**TO BE DONE**
Starting at the line that contains "the girl's blonde", copy each line through the final one exactly as written.
*** INPUT DATA
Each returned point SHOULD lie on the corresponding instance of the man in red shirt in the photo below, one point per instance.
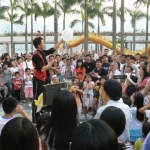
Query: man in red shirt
(17, 86)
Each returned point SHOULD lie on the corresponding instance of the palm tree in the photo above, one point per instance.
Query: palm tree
(45, 11)
(136, 15)
(26, 12)
(12, 17)
(147, 3)
(66, 8)
(3, 9)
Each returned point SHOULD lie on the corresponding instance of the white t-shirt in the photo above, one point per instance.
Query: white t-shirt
(12, 69)
(3, 121)
(29, 82)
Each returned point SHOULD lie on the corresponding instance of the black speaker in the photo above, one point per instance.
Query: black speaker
(50, 90)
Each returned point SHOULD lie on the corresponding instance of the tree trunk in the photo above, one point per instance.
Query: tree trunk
(86, 31)
(31, 30)
(26, 37)
(55, 24)
(12, 43)
(122, 26)
(114, 27)
(45, 30)
(134, 39)
(146, 43)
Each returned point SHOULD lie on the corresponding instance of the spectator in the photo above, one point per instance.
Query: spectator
(94, 135)
(112, 90)
(19, 134)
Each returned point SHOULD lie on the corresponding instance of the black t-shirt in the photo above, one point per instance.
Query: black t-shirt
(106, 66)
(89, 66)
(37, 59)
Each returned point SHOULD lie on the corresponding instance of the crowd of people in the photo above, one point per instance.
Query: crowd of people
(114, 90)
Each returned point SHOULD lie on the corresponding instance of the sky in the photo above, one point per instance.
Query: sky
(38, 25)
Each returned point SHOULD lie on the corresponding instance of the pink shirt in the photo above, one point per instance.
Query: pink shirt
(20, 68)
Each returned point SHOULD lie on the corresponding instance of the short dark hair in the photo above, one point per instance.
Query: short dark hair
(88, 55)
(9, 104)
(146, 128)
(115, 118)
(113, 89)
(94, 135)
(21, 134)
(27, 69)
(37, 41)
(127, 100)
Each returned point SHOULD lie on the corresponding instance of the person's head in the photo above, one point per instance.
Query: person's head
(88, 78)
(39, 43)
(88, 58)
(106, 51)
(132, 80)
(68, 62)
(148, 68)
(127, 100)
(105, 59)
(51, 72)
(9, 105)
(102, 80)
(137, 56)
(55, 79)
(137, 101)
(98, 63)
(94, 135)
(17, 75)
(28, 71)
(146, 129)
(19, 60)
(63, 120)
(79, 63)
(115, 118)
(129, 69)
(1, 74)
(128, 59)
(123, 58)
(41, 121)
(143, 72)
(5, 65)
(19, 134)
(13, 64)
(113, 90)
(29, 57)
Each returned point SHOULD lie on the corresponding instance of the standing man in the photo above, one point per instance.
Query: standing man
(40, 66)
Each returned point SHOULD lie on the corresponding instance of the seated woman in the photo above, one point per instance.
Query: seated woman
(130, 85)
(94, 135)
(58, 131)
(115, 118)
(142, 79)
(19, 134)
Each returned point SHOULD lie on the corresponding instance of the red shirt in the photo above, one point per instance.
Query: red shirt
(17, 83)
(80, 72)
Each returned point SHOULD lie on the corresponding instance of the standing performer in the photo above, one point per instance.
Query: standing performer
(40, 66)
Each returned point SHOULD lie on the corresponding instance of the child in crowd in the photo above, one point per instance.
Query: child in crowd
(28, 90)
(140, 141)
(10, 108)
(95, 105)
(88, 86)
(77, 92)
(3, 84)
(17, 82)
(130, 85)
(101, 100)
(7, 76)
(137, 117)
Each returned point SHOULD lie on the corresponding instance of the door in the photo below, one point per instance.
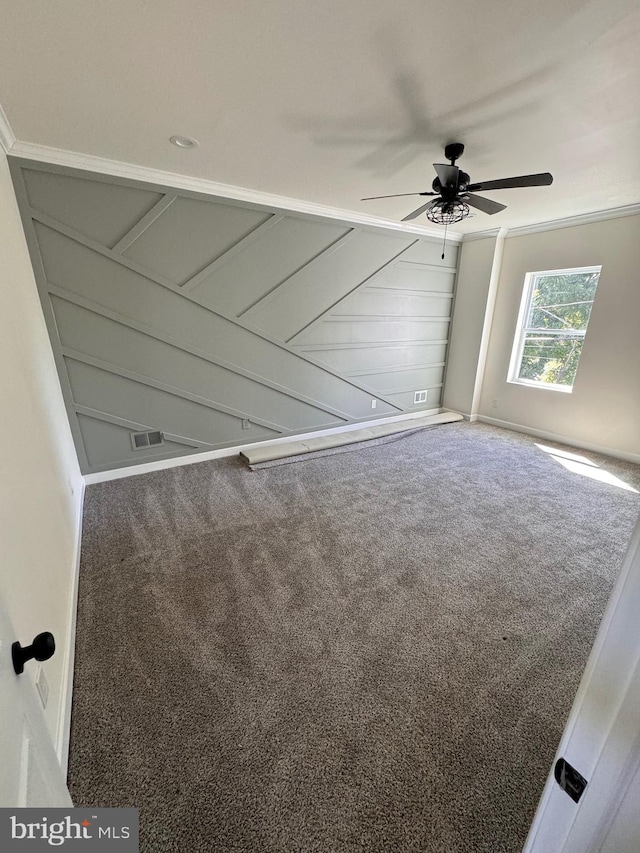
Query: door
(602, 738)
(30, 774)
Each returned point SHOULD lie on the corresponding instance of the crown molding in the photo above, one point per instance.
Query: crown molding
(484, 235)
(7, 136)
(579, 219)
(131, 171)
(555, 224)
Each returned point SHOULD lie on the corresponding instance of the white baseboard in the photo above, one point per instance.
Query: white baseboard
(64, 720)
(563, 439)
(161, 464)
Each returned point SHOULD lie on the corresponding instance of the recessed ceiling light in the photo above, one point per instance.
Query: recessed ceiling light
(184, 141)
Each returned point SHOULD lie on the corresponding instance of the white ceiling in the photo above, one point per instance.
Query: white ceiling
(332, 100)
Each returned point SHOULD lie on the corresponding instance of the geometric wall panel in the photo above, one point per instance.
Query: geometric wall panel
(219, 323)
(103, 212)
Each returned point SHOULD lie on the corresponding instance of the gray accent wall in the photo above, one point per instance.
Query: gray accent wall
(222, 323)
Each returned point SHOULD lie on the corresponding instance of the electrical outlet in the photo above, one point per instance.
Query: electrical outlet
(43, 686)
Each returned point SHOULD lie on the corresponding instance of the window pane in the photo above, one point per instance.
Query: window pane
(562, 301)
(550, 358)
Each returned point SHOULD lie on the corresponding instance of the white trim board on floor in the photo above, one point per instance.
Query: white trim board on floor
(298, 448)
(191, 459)
(561, 439)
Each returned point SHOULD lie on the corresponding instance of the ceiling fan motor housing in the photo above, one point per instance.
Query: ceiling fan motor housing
(453, 150)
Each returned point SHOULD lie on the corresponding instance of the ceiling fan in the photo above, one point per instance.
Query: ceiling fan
(455, 193)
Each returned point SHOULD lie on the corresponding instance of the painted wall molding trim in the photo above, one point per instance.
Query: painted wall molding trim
(64, 721)
(7, 137)
(563, 439)
(131, 171)
(191, 459)
(555, 224)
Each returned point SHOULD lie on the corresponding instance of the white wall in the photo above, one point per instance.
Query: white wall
(472, 288)
(603, 411)
(40, 481)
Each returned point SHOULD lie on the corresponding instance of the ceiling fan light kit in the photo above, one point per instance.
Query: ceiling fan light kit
(455, 194)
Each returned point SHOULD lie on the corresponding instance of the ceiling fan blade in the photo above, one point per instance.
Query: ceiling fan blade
(542, 179)
(448, 175)
(397, 195)
(483, 204)
(417, 212)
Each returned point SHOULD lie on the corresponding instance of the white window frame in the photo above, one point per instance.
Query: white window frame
(522, 329)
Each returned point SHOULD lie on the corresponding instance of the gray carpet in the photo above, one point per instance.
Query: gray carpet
(372, 652)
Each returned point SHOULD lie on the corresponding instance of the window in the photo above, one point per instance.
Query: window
(554, 314)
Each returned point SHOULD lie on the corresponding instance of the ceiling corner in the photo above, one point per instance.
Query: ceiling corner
(7, 136)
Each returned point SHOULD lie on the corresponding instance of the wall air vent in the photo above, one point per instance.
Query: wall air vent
(146, 439)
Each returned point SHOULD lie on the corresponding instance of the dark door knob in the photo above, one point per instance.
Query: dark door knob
(42, 648)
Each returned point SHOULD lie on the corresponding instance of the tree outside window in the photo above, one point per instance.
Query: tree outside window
(554, 315)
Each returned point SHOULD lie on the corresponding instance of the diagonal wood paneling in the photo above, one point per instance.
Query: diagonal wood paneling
(220, 323)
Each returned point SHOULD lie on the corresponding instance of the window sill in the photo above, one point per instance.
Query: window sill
(547, 386)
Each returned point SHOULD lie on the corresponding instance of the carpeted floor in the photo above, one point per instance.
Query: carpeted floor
(369, 652)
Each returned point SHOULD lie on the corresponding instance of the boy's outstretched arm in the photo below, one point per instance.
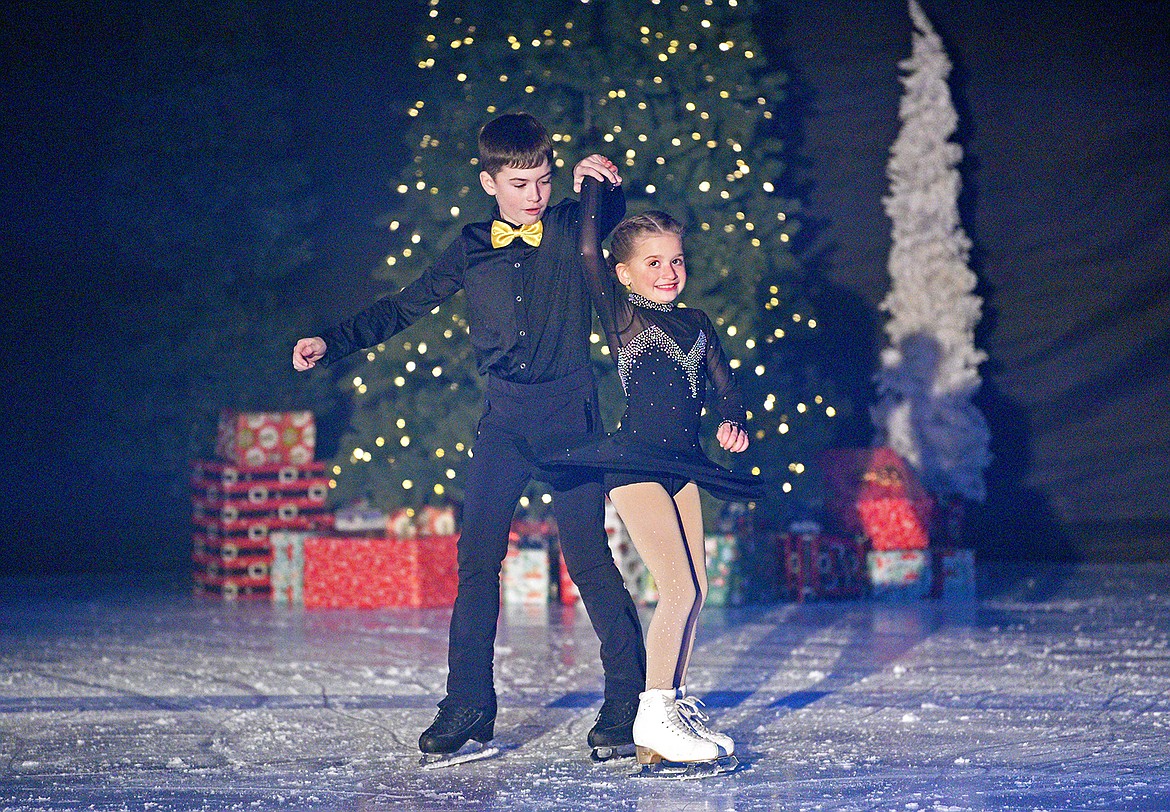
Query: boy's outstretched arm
(596, 166)
(307, 352)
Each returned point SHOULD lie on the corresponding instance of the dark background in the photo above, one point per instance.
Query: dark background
(1064, 122)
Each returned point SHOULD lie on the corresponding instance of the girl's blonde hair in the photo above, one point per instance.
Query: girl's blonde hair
(633, 229)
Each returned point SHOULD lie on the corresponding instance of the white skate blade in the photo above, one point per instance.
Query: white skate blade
(667, 770)
(607, 754)
(472, 751)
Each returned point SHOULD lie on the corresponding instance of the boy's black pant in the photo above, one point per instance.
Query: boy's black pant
(520, 420)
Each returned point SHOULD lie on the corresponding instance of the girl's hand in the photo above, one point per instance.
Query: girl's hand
(596, 166)
(731, 438)
(307, 352)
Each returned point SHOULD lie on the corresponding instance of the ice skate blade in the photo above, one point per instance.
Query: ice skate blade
(607, 754)
(472, 751)
(665, 770)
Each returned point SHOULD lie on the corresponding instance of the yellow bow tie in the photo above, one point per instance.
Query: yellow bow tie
(502, 234)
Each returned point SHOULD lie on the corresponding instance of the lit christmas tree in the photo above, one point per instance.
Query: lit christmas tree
(680, 96)
(930, 370)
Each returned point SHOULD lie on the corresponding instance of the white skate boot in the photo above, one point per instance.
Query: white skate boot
(690, 714)
(667, 747)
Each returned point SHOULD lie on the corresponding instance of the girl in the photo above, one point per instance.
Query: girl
(666, 355)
******
**WRITTEN ANSWER**
Each returned point SHOULD lie on the corresponding instance of the girl's blonde hair in the photo above, one point per instance.
Query: girl's blonde hair
(633, 229)
Each returned point SHOULD lie on the corresponding instance of the white skate blade in the photo above, one point per instance.
Query: white skate blade
(667, 770)
(607, 754)
(472, 751)
Each returned point SHOULD lie on the corresponding instance of the boy's black pant in the photo above, one point per instance.
Query: boy's black pant
(520, 420)
Each returned point SHOULD lie on the corresponding instance of the girl's hand in the photo above, one point per instance.
Query: girl's hand
(596, 166)
(731, 438)
(307, 352)
Each returned point SHOULD lie on the corresponding instance of the ice skate blade in the photo above, one point per instance.
Query: ice skate blade
(607, 754)
(472, 751)
(665, 770)
Each returned point SHOULD lie on the corresponding instance of the yellow bow tie in the photo above, one point per instance.
Query: yellow bow tie
(502, 234)
Each returned point SHOULD lie on the corresponding instance of the lit christmas tree in the photo above, one point per instance.
Query: lit christmas tree
(680, 96)
(930, 370)
Each returned point SHOULD lie on the corresponding instance of the white skate boot in the photo above, one point per instance.
Query: white skate boot
(690, 714)
(667, 747)
Each returned point SHOULD lie on the corresponding instance of the girl in the photo above, one point per instance.
Query: girl
(666, 355)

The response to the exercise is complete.